REQUIREMENT ->
Please restate every record below word for word.

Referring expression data
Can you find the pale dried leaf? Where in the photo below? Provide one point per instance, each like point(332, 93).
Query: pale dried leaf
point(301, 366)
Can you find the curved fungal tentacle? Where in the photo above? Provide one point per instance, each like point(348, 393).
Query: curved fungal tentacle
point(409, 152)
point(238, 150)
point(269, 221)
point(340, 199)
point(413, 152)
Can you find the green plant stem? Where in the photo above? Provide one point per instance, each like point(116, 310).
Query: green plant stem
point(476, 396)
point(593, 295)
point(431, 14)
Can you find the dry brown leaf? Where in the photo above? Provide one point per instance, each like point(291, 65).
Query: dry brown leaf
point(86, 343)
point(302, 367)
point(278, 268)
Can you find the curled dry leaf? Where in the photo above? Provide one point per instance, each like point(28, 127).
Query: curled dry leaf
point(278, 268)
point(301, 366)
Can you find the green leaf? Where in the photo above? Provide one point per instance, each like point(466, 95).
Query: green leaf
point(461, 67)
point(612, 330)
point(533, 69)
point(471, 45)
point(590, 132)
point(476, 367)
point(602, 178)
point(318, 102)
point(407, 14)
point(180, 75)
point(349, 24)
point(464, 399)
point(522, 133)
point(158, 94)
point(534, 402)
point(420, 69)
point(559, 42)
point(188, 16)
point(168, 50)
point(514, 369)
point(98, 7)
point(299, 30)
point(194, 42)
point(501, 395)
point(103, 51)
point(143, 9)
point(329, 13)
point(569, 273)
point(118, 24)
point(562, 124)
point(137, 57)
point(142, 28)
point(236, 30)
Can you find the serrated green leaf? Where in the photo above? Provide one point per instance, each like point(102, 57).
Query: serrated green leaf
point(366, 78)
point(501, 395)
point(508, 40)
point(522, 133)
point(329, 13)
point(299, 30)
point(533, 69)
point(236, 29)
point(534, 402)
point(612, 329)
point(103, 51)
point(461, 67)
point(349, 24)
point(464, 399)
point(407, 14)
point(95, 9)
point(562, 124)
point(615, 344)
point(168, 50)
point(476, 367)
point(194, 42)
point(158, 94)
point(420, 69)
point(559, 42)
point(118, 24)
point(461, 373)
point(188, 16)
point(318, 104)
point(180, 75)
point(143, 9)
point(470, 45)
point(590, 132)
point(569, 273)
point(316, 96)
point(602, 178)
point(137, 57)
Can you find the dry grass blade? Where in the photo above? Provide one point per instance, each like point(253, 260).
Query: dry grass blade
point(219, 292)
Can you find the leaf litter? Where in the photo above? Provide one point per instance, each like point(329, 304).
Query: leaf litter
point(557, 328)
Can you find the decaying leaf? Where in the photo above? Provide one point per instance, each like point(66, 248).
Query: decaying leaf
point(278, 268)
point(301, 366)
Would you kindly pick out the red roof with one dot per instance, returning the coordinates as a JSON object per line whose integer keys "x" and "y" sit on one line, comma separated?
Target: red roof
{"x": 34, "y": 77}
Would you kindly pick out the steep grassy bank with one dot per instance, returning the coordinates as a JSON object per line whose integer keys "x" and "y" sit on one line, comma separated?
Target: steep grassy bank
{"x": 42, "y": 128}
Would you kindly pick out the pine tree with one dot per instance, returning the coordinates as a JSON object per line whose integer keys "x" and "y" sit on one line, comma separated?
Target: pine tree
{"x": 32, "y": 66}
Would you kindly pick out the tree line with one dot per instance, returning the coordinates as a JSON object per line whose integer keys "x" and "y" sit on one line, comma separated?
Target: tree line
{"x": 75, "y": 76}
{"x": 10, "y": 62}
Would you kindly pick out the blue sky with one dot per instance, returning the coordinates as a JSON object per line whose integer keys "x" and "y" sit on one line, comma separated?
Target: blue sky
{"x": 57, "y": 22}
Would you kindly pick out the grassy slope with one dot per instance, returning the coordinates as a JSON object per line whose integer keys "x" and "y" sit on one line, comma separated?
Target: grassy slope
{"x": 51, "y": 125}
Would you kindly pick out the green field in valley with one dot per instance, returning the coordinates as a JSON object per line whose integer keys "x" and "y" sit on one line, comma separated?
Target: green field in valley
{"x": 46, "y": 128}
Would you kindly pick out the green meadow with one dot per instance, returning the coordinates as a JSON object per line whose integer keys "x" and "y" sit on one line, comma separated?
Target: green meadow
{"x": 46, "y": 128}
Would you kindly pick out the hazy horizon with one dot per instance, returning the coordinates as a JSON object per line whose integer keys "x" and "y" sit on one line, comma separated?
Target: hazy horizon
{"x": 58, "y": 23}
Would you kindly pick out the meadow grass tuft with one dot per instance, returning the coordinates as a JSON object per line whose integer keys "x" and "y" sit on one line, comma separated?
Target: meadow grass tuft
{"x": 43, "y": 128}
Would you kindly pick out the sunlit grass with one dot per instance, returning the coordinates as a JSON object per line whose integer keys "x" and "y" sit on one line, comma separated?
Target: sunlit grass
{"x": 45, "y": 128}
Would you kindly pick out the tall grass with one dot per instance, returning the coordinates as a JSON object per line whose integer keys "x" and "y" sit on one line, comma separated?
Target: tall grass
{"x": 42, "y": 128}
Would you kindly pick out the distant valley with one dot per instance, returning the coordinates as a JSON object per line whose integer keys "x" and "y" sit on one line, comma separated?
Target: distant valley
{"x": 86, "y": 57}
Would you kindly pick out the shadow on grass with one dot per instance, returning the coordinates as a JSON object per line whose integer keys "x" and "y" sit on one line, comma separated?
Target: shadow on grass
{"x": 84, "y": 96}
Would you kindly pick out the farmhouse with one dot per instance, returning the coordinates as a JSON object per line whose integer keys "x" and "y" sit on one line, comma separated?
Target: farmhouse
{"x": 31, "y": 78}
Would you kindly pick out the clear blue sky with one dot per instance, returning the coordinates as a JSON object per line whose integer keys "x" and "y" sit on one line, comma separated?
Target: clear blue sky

REPLY ->
Can you find the pale dried leaf? Where in the photo below? Provide one point per instance, each like point(332, 93).
Query: pale dried leaf
point(301, 366)
Can you find the curved fungal tentacle? Where in the photo above? Provide one point per instance, each like point(348, 393).
Query: curved fungal tentacle
point(409, 152)
point(238, 150)
point(269, 221)
point(340, 199)
point(413, 152)
Can you find the green plant stem? Where in the photo above? Provide one point per instance, each like point(116, 310).
Query: green plant stem
point(476, 396)
point(593, 295)
point(431, 14)
Can you find the dry brown leaf? Where in the photo above? Provide one point per instance, each like point(291, 65).
Query: dry brown leaf
point(86, 343)
point(302, 367)
point(278, 268)
Can you find the curled dry leaf? Where in the photo above? Provide one point per instance, each like point(28, 127).
Query: curled dry leaf
point(278, 268)
point(301, 366)
Can you find the green leaf? Where in the photo above? Provide one point per instance, each like point(466, 95).
Query: green leaf
point(461, 67)
point(612, 330)
point(533, 69)
point(471, 45)
point(590, 132)
point(476, 367)
point(602, 178)
point(318, 102)
point(407, 14)
point(180, 75)
point(349, 24)
point(464, 399)
point(522, 133)
point(158, 94)
point(534, 402)
point(420, 69)
point(559, 42)
point(188, 16)
point(168, 50)
point(514, 369)
point(98, 7)
point(299, 30)
point(194, 42)
point(501, 395)
point(103, 51)
point(143, 9)
point(329, 13)
point(569, 273)
point(118, 24)
point(562, 124)
point(137, 57)
point(142, 28)
point(236, 30)
Can you find the serrated green leaf? Where in the photo above? Provide one point per instance, each like point(102, 57).
Query: serrated green leaf
point(366, 78)
point(501, 395)
point(508, 40)
point(522, 133)
point(329, 13)
point(299, 30)
point(533, 69)
point(236, 29)
point(534, 402)
point(612, 329)
point(103, 51)
point(461, 67)
point(349, 24)
point(464, 399)
point(407, 14)
point(95, 9)
point(562, 124)
point(615, 344)
point(168, 50)
point(476, 367)
point(194, 42)
point(158, 94)
point(420, 69)
point(559, 42)
point(118, 24)
point(461, 373)
point(188, 16)
point(318, 104)
point(180, 75)
point(143, 9)
point(470, 45)
point(590, 132)
point(569, 273)
point(316, 96)
point(602, 178)
point(137, 57)
Can you find the dry grass blade? Where in the photo above? Provide one point per instance, each like point(253, 260).
Query: dry grass blade
point(219, 292)
Can you find the leaf litter? Where in the photo above? Provide one point per instance, each like point(329, 304).
Query: leaf litter
point(557, 328)
Can you find the decaying leaf? Where in the photo above? Provide one point per instance, each like point(66, 248).
Query: decaying leaf
point(278, 268)
point(301, 366)
Would you kindly pick out the red roof with one dot per instance, returning the coordinates as a JSON object per line whose integer keys "x" and "y" sit on one line, comma separated?
Target: red roof
{"x": 34, "y": 77}
Would you kindly pick out the steep grassy bank with one dot per instance, returning the coordinates as a JSON object per line whose integer keys "x" and "y" sit on one line, comma separated?
Target: steep grassy bank
{"x": 42, "y": 128}
Would you kindly pick out the pine tree with one dot per instance, returning the coordinates as a JSON object per line whose integer keys "x" and "y" sit on one line, comma separated?
Target: pine tree
{"x": 32, "y": 66}
Would you kindly pick out the tree line with one dot per instance, returning the coordinates as a JSON object per line whose integer keys "x" and "y" sit on one line, comma separated?
Target: tree line
{"x": 75, "y": 76}
{"x": 10, "y": 62}
Would you kindly pick out the blue sky with one dot per instance, returning the coordinates as a JSON object per line whose integer keys "x" and "y" sit on one line, comma separated?
Target: blue sky
{"x": 57, "y": 22}
Would you kindly pick out the grassy slope with one dot per instance, returning the coordinates as a JSON object per line whose integer keys "x" and "y" sit on one line, comma separated?
Target: grassy slope
{"x": 51, "y": 125}
Would you kindly pick out the green field in valley with one dot per instance, returning the coordinates as a JSON object per line whose integer keys "x" and "y" sit on one line, comma separated?
Target: green field in valley
{"x": 46, "y": 128}
Would you kindly pick out the green meadow with one dot per instance, returning the coordinates as a JSON object per line whose integer keys "x" and "y" sit on one line, comma separated?
Target: green meadow
{"x": 46, "y": 128}
Would you kindly pick out the hazy horizon with one dot per instance, returning the coordinates as a JSON object per line whose integer keys "x" and "y" sit on one line, comma separated?
Target: hazy horizon
{"x": 58, "y": 23}
Would you kindly pick out the meadow grass tuft with one dot per instance, returning the coordinates as a JSON object per line whose integer keys "x" and "y" sit on one line, comma separated?
Target: meadow grass tuft
{"x": 43, "y": 128}
Would you kindly pick out the sunlit grass with one dot per instance, returning the coordinates as a JSON object per line whose integer keys "x" and "y" sit on one line, comma separated?
Target: sunlit grass
{"x": 45, "y": 128}
Would you kindly pick out the tall grass with one dot per instance, returning the coordinates as a JSON object per line whose integer keys "x" and "y" sit on one line, comma separated?
Target: tall grass
{"x": 42, "y": 128}
Would you kindly pick out the distant valley with one dot per instance, returning the coordinates as a JSON object per line whose integer keys "x" and "y" sit on one line, comma separated?
Target: distant valley
{"x": 86, "y": 57}
Would you kindly pick out the shadow on grass with one dot per instance, returning the coordinates as a JSON object per line whose integer keys "x" and "y" sit on one line, comma separated?
Target: shadow on grass
{"x": 84, "y": 96}
Would you kindly pick out the farmhouse with one dot per instance, returning the coordinates as a JSON object per line whose integer keys "x" and "y" sit on one line, comma separated?
Target: farmhouse
{"x": 31, "y": 78}
Would you kindly pick out the clear blue sky with one dot per instance, returning the coordinates as a JSON object per line whose integer keys "x" and "y" sit on one line, comma separated?
Target: clear blue sky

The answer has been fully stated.